## [Exercise objective]
Quote the lines below verbatim, beginning at the line that contains "Target: short dark hair" and continuing through the last line of the entries.

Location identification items

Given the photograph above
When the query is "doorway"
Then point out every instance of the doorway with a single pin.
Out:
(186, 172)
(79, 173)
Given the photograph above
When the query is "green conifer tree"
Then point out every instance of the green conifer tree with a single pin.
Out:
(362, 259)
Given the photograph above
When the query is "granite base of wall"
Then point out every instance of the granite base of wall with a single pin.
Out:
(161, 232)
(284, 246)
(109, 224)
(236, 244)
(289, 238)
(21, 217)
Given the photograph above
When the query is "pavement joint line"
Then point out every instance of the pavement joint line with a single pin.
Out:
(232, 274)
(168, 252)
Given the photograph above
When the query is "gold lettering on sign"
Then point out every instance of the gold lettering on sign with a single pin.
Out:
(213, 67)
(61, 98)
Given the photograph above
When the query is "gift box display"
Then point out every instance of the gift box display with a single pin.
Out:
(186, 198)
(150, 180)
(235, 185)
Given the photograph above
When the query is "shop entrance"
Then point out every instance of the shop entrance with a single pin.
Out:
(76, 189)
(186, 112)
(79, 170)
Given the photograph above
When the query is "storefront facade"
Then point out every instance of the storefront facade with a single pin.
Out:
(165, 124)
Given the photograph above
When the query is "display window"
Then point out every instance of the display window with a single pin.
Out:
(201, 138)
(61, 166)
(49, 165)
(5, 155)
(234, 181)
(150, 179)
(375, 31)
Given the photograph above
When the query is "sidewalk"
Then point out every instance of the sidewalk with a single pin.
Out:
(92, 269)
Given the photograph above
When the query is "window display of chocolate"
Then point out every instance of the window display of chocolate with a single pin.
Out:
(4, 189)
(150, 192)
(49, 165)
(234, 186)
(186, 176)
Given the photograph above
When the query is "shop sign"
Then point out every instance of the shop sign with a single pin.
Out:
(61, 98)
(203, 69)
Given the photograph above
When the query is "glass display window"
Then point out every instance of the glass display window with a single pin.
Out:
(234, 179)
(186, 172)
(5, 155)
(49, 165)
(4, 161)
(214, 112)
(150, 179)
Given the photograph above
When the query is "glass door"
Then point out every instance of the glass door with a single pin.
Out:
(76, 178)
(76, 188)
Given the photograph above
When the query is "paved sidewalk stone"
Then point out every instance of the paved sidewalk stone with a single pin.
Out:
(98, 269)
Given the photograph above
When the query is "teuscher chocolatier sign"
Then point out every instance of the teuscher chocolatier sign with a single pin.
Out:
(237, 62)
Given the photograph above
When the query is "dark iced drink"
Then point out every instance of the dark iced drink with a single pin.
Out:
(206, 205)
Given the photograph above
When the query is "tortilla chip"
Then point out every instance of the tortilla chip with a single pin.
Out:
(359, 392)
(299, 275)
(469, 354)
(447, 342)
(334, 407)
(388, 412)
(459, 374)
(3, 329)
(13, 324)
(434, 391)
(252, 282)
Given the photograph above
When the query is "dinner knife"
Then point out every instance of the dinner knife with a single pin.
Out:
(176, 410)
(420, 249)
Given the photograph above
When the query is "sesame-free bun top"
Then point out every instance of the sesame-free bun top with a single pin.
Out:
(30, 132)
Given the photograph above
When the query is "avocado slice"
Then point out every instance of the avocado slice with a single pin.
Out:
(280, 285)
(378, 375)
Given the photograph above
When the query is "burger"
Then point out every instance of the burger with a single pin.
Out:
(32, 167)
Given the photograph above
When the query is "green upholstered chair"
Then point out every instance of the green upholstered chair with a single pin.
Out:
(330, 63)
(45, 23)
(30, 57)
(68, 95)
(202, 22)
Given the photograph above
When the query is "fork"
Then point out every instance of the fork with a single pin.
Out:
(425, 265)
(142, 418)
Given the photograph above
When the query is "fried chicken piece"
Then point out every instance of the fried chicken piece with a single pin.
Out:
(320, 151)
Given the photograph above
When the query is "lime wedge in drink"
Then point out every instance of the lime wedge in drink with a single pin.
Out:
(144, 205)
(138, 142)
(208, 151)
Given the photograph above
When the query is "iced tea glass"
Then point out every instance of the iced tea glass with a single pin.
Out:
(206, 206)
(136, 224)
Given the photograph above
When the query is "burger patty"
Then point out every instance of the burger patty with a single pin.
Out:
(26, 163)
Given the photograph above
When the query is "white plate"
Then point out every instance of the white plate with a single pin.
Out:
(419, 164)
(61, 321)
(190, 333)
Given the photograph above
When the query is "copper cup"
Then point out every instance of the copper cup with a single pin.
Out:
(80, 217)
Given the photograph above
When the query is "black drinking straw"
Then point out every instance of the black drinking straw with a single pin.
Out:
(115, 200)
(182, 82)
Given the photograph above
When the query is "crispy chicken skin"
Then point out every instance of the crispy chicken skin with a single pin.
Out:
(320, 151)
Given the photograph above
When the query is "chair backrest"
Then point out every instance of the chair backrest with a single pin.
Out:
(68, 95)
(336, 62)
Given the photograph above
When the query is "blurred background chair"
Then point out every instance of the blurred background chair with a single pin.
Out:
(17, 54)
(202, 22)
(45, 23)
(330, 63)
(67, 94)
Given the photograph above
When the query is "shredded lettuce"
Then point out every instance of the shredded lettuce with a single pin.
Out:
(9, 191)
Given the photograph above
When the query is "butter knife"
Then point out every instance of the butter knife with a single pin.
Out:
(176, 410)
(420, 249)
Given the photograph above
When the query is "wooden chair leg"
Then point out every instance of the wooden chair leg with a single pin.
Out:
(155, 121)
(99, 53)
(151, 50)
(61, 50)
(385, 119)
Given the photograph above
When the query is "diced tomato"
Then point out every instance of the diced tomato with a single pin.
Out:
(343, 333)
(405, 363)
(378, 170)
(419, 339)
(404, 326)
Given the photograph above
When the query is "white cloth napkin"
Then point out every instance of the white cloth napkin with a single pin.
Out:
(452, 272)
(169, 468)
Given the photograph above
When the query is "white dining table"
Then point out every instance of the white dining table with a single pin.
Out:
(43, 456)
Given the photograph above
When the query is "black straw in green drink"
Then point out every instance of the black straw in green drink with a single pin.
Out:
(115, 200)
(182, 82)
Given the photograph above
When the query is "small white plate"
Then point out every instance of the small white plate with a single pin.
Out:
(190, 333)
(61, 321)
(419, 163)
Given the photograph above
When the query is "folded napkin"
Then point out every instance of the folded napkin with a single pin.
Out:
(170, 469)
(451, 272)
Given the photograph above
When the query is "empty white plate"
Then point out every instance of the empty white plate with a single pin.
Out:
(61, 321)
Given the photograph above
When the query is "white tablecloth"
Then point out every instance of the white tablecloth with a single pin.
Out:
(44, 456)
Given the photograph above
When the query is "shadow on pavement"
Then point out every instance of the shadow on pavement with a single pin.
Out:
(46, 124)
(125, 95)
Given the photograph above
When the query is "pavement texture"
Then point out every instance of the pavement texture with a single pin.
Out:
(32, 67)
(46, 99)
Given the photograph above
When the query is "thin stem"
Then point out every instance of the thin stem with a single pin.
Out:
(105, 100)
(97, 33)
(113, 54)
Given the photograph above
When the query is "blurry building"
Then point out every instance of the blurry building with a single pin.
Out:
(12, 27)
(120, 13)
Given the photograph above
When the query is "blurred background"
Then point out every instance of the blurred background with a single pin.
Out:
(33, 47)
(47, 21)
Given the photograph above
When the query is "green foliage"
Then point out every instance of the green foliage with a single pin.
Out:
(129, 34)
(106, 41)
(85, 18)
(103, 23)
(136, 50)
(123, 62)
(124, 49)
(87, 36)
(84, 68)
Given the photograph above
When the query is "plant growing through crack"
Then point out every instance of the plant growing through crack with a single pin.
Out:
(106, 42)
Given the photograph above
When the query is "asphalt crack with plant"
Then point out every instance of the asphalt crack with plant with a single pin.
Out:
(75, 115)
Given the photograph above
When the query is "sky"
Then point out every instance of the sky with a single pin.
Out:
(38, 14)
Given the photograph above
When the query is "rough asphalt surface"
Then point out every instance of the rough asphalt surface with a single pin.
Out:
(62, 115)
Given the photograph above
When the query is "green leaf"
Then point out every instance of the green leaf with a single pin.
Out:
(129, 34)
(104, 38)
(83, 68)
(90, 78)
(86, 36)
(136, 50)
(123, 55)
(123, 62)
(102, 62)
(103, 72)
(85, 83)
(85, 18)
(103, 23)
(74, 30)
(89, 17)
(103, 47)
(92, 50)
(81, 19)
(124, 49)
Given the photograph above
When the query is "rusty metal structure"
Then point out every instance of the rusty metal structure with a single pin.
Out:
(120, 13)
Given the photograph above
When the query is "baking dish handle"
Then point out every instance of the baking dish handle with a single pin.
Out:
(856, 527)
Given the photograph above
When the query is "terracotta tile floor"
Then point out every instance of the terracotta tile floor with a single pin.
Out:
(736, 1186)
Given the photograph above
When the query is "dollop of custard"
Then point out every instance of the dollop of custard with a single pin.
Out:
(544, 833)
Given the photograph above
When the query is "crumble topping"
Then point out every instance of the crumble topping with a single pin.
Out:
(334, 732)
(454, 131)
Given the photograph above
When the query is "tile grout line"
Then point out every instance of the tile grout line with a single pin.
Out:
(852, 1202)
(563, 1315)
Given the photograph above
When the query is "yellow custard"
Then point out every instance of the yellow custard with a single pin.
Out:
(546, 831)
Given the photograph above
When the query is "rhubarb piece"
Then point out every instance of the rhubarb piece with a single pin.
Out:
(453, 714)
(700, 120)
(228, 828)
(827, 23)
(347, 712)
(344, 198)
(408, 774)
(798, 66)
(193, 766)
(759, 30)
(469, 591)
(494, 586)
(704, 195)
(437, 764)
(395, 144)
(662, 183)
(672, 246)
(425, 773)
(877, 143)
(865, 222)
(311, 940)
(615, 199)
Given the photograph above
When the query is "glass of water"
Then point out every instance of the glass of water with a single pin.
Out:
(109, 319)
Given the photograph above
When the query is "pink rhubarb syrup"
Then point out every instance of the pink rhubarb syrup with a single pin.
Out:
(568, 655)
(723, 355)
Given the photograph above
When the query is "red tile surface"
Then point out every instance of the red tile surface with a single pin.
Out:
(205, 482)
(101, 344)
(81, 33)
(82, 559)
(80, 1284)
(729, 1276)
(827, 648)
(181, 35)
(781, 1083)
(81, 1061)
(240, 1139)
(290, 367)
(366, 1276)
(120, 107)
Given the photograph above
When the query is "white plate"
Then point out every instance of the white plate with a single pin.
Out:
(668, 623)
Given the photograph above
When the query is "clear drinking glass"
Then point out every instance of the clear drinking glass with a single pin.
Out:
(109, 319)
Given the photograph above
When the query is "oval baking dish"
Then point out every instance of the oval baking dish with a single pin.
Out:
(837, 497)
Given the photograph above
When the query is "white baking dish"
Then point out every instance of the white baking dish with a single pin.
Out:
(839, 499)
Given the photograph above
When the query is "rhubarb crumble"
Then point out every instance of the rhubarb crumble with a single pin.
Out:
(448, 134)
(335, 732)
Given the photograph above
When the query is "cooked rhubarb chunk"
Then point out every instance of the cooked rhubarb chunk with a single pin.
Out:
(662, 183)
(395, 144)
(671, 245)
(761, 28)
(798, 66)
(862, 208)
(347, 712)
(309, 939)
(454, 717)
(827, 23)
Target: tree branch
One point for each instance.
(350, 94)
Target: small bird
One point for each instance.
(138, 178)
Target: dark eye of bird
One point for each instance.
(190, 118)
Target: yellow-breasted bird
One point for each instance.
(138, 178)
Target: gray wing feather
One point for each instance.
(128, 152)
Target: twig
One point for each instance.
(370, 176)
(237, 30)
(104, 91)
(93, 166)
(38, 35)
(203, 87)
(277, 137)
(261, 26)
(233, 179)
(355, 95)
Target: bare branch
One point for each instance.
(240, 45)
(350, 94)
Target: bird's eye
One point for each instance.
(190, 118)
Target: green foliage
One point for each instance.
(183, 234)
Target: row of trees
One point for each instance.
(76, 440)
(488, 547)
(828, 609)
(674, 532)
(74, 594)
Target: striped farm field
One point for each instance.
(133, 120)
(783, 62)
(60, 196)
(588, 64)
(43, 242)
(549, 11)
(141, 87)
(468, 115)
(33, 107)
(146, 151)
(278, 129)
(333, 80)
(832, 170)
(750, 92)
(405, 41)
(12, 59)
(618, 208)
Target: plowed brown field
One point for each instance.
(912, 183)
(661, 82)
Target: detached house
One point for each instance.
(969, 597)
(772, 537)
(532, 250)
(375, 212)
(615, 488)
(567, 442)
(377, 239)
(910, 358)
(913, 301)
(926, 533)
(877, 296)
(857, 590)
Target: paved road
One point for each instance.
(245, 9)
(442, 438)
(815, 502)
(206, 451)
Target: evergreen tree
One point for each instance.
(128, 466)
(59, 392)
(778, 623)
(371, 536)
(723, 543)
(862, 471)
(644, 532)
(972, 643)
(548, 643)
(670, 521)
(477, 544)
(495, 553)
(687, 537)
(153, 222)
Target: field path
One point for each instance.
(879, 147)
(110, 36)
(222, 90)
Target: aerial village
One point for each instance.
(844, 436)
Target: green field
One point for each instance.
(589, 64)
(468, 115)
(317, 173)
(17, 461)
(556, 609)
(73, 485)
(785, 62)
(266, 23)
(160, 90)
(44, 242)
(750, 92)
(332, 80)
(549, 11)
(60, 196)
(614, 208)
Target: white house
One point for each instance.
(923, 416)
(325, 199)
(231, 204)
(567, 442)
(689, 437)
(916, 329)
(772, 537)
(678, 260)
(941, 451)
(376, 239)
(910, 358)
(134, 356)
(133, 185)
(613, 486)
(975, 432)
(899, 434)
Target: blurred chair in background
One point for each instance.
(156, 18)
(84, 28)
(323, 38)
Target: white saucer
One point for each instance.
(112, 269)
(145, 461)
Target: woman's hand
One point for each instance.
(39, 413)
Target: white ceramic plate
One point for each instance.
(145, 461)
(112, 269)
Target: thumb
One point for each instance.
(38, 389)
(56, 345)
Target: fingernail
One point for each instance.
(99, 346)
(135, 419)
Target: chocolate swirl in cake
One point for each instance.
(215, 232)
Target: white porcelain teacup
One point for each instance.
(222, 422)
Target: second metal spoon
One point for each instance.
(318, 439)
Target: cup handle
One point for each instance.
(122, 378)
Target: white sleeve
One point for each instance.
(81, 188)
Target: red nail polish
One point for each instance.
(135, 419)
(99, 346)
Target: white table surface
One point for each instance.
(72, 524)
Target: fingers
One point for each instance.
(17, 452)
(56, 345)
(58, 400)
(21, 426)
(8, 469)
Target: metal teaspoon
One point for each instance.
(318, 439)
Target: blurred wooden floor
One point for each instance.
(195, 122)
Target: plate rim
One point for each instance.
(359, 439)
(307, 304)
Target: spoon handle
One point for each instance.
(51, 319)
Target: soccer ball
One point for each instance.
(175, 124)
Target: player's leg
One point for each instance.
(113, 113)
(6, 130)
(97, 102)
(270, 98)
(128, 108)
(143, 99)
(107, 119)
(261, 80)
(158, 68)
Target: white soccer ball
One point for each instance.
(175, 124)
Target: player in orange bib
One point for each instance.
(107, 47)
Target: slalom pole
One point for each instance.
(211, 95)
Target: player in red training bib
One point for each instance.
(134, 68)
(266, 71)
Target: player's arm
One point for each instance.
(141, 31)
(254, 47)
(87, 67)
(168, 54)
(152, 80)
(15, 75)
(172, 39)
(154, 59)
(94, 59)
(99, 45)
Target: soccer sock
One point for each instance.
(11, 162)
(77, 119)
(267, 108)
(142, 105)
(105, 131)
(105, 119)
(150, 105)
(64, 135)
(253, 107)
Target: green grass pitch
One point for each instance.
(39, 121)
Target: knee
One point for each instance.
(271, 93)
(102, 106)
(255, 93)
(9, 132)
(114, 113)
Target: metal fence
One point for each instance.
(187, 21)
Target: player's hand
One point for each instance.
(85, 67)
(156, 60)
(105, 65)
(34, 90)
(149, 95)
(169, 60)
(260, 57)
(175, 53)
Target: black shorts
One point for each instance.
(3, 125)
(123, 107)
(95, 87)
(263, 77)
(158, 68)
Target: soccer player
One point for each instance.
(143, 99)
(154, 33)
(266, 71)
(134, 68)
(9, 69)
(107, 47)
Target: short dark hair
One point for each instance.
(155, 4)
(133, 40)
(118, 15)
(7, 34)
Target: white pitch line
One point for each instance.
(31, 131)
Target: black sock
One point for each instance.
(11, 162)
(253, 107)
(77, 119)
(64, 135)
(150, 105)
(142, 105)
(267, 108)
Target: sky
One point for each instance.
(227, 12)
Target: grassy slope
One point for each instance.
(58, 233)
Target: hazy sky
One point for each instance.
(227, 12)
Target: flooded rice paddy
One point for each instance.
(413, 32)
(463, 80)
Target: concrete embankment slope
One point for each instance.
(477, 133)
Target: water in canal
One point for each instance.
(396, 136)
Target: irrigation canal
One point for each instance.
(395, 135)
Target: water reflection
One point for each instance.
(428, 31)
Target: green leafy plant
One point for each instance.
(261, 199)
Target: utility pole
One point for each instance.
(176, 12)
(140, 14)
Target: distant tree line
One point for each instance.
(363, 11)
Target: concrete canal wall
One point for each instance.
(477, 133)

## [Output for this exercise]
Target: short dark hair
One point for each instance.
(155, 4)
(133, 40)
(118, 15)
(7, 34)
Target: white pitch line
One point for each instance.
(31, 131)
Target: black sock
One point for each instance.
(11, 162)
(253, 107)
(77, 119)
(64, 135)
(150, 105)
(142, 105)
(267, 108)
Target: sky
One point for each instance.
(227, 12)
Target: grassy slope
One point for each instance.
(58, 233)
Target: hazy sky
One point for each instance.
(227, 12)
Target: flooded rice paddy
One point for each instance.
(413, 32)
(463, 80)
Target: concrete embankment slope
One point for each instance.
(477, 133)
Target: water in canal
One point for each instance.
(396, 136)
Target: irrigation canal
One point for each instance.
(395, 135)
Target: water reflection
One point for each instance.
(428, 31)
Target: green leafy plant
One point for each instance.
(261, 199)
Target: utility pole
One point for each instance.
(176, 12)
(140, 14)
Target: distant tree line
One point for each instance.
(363, 11)
Target: concrete canal wall
One point for each instance.
(477, 133)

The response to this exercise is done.